• What is needed: Render all of the data below as a Markdown table with the columns No. and Entry, numbering each row and leaving out any blank lines.

• Material for this task:
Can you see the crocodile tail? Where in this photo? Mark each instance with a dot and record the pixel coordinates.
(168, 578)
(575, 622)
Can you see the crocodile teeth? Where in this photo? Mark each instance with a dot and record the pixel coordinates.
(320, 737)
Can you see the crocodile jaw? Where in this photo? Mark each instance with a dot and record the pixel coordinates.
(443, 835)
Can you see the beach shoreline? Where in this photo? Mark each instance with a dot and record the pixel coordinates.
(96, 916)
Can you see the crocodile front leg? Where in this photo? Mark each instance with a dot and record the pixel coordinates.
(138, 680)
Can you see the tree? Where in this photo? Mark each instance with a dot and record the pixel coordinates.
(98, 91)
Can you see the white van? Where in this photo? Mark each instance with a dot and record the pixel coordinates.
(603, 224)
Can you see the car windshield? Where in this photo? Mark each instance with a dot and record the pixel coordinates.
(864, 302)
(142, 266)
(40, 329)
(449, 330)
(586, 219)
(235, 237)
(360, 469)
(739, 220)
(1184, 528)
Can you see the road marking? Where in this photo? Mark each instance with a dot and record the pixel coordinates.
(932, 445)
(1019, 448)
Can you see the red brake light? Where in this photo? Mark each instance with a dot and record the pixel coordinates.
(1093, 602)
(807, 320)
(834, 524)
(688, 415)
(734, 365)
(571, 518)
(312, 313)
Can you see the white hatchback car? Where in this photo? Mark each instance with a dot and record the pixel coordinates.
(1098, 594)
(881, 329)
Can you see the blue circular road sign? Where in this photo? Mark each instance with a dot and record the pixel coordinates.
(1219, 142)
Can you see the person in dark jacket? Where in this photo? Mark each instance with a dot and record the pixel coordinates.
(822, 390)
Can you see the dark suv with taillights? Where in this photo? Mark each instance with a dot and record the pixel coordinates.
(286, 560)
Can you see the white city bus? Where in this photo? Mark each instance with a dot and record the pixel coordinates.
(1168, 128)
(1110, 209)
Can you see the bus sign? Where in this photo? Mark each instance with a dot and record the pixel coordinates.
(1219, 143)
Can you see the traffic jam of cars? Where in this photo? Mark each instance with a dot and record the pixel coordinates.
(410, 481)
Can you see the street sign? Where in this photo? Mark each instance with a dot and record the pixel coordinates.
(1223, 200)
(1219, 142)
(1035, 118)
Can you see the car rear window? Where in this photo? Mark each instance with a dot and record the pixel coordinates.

• Answer to the task:
| No. | Entry |
|---|---|
| 1 | Can you see the crocodile tail? Where in this photo? Mark each instance with a dot and record the pixel coordinates. |
| 2 | (168, 578) |
| 3 | (575, 622) |
| 4 | Can you see the crocodile teeth? Where in this photo? Mark each instance with a dot and record the pixel coordinates. |
| 5 | (320, 737) |
| 6 | Can you see the crocodile jaw? Where in this photo? Mark each instance with a dot and record the pixel coordinates. |
| 7 | (443, 835) |
| 8 | Can you see the beach shoreline? Where in this photo? Mark each instance with a dot and record the pixel coordinates. |
| 9 | (96, 916) |
| 10 | Can you see the crocodile front leg? Where in this photo? Mark each instance with a dot and record the pixel coordinates. |
| 11 | (138, 680) |
| 12 | Can you see the tree? Where in this photo? Mark each instance with a dot and record the pixel coordinates. |
| 13 | (98, 91) |
| 14 | Can you see the white van? Where in this photo? Mark each instance with a dot and record the pixel coordinates. |
| 15 | (603, 224) |
| 16 | Can you see the car windshield? Where in this photo? Mark each instance with a dot and record the pixel coordinates. |
| 17 | (864, 302) |
| 18 | (142, 266) |
| 19 | (40, 329) |
| 20 | (449, 330) |
| 21 | (586, 219) |
| 22 | (235, 237) |
| 23 | (360, 469) |
| 24 | (739, 220) |
| 25 | (1184, 528) |
| 26 | Can you see the road marking? Where in this photo? Mark each instance with a dot and record the pixel coordinates. |
| 27 | (932, 445) |
| 28 | (1019, 448) |
| 29 | Can you see the red brake light? Where in this photo? Mark each instance with a dot and record the pixel coordinates. |
| 30 | (1093, 602) |
| 31 | (807, 320) |
| 32 | (834, 524) |
| 33 | (688, 415) |
| 34 | (734, 365) |
| 35 | (571, 518) |
| 36 | (312, 313) |
| 37 | Can you see the white hatchback car? Where in this photo? Mark each instance with a dot and record the pixel coordinates. |
| 38 | (1098, 594) |
| 39 | (881, 329) |
| 40 | Can you see the blue circular road sign? Where in this photo? Mark each instance with a dot and record the pixel coordinates. |
| 41 | (1219, 142) |
| 42 | Can you see the person in dark jacket? Where in this photo? Mark each instance with a dot and record the pixel coordinates. |
| 43 | (822, 390) |
| 44 | Can you see the dark suv with taillights? Where in this photo? Mark each instance with a dot and record the pixel coordinates. |
| 45 | (286, 560) |
| 46 | Can you see the white city bus? Where in this photo? Mark each instance with a dot and record the pixel coordinates. |
| 47 | (1168, 128) |
| 48 | (1110, 209) |
| 49 | Can you see the bus sign? Where in this photo? Mark each instance with a dot and record the pixel coordinates. |
| 50 | (1219, 143) |
| 51 | Can you see the traffic jam of cars? Where in this photo? Mark each instance with a dot and record the pixel coordinates. |
| 52 | (410, 481) |
| 53 | Can you see the street sign? Where in this photo? Mark each instance with a dot and record the pixel coordinates. |
| 54 | (1223, 200) |
| 55 | (1219, 142) |
| 56 | (1035, 118) |
| 57 | Can you see the car rear window? Where in this photo? Mark each instance with a dot and record the pixel coordinates. |